Documento de origen
★ ★ ★ ★ ★

CULTURA DE DERECHAS
JONATHAN
MARTÍNEZ
Quema de
libros en la Alemania nazi.
El 20 de abril de 1933, Adolf Hitler celebró sus cuarenta y cuatro años en olor de santidad y bajo un clima multitudinario de adhesión sin condiciones. Entre el estupor y la suspicacia, The New York Times contaba que los festejos habían superado en ruido y grandeza a los homenajes que recibió el Kaiser Wilhelm II antes de la Gran Guerra. Hanns Johst, dramaturgo de cabecera del Tercer Reich y rival de Bertolt Brecht, agasajó al canciller con una pieza teatral que cantaba las alabanzas del mártir nazi Albert Leo Schlageter. Aquella noche, el actor Lothar Müthel consiguió con su interpretación que el NSDAP le perdonara sus amistades con el productor judío Max Reinhardt.
El drama
Schlageter, sin embargo, no iba a pasar a la historia por sus méritos
literarios sino por una frase que las malas lenguas terminarían malatribuyendo
a veces a Himmler, otras veces a Goebbels y muchas otras veces a Göring. La
pronuncia un personaje llamado Friedrich Thiemann en el primer acto de la obra:
"Cuando escucho la palabra ‘cultura’, le quito el seguro a mi
Browning". Si la leyenda urbana cuaja es porque conserva un trasfondo de
realidad. El nacionalsocialismo no solo perpetró un desastre humanitario de
dimensiones irreparables sino que además encabezó un orgulloso culturicidio a punta
de pistola.
Por motivos
evidentes, la posteridad percibe al nazismo como un vendaval de embrutecimiento
colectivo. Pero el Tercer Reich no pretendía terminar con la cultura sino
ponerla a su servicio. En 1933, cuando Brecht se precipitaba hacia el exilio y
sus libros ardían en las plazas de Alemania, Johst hacía carrera en la Academia
de Poesía tras haber firmado un juramento de lealtad con el Fürer. El tiempo es
un juez implacable. Hoy Brecht conserva un estatus de dramaturgo mayúsculo
mientras que casi nadie recuerda a Johst sin un incómodo sentimiento de oprobio
y de vergüenza. Las comparaciones son odiosas pero a menudo sirven para
iluminar los puntos ciegos de la historia.

★ ★ ★ ★ ★

Material proporcionado
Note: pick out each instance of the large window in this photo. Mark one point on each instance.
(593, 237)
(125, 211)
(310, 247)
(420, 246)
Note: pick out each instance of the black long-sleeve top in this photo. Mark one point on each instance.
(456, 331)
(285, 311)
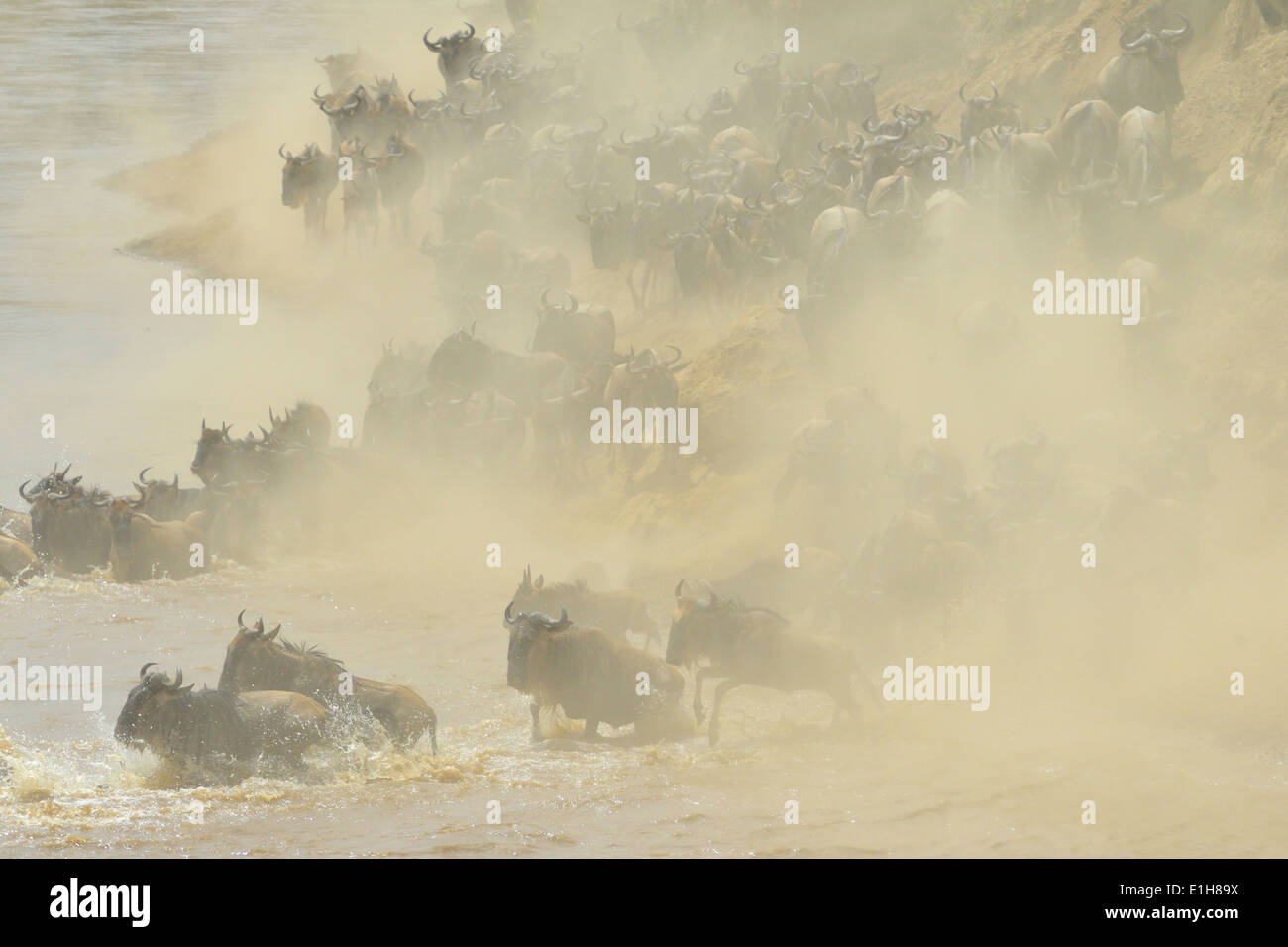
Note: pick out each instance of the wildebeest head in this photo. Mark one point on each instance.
(984, 111)
(455, 52)
(214, 450)
(691, 618)
(528, 590)
(303, 174)
(252, 659)
(462, 360)
(342, 68)
(524, 631)
(304, 424)
(141, 719)
(166, 718)
(53, 483)
(609, 234)
(1159, 44)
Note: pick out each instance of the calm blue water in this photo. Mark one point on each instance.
(102, 86)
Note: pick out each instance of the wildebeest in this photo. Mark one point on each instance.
(1144, 157)
(305, 424)
(399, 172)
(360, 195)
(609, 234)
(584, 672)
(1145, 73)
(456, 52)
(162, 500)
(581, 335)
(755, 646)
(848, 89)
(984, 111)
(257, 661)
(65, 525)
(143, 548)
(165, 716)
(308, 179)
(644, 380)
(18, 561)
(213, 727)
(233, 462)
(616, 612)
(468, 363)
(1083, 141)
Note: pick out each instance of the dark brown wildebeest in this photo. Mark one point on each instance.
(456, 53)
(258, 661)
(464, 361)
(163, 501)
(165, 716)
(1083, 141)
(65, 525)
(213, 725)
(399, 172)
(583, 335)
(584, 672)
(1144, 158)
(308, 179)
(232, 462)
(360, 195)
(755, 646)
(143, 548)
(305, 424)
(644, 380)
(1145, 73)
(18, 561)
(848, 89)
(609, 234)
(616, 612)
(984, 112)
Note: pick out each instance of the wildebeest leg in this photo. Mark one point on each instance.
(630, 281)
(713, 729)
(699, 714)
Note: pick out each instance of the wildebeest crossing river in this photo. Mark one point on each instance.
(1100, 684)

★ ★ ★ ★ ★

Tareas y ejercicios
A. Según el texto sobre la cultura en la Alemania nazi, ¿qué personaje pronuncia en la obra Schlageter la frase sobre la palabra «cultura» y la Browning, y en qué acto?
B. Copie del texto sobre la cultura en la Alemania nazi el fragmento que empieza con las palabras "Por motivos" y termina con "de la historia.".
Las líneas no son necesarias para resolver lo que se pide.

Lista de respuestas
A. La pronuncia Friedrich Thiemann, en el primer acto.

B.
Por motivos
evidentes, la posteridad percibe al nazismo como un vendaval de embrutecimiento
colectivo. Pero el Tercer Reich no pretendía terminar con la cultura sino
ponerla a su servicio. En 1933, cuando Brecht se precipitaba hacia el exilio y
sus libros ardían en las plazas de Alemania, Johst hacía carrera en la Academia
de Poesía tras haber firmado un juramento de lealtad con el Fürer. El tiempo es
un juez implacable. Hoy Brecht conserva un estatus de dramaturgo mayúsculo
mientras que casi nadie recuerda a Johst sin un incómodo sentimiento de oprobio
y de vergüenza. Las comparaciones son odiosas pero a menudo sirven para
iluminar los puntos ciegos de la historia.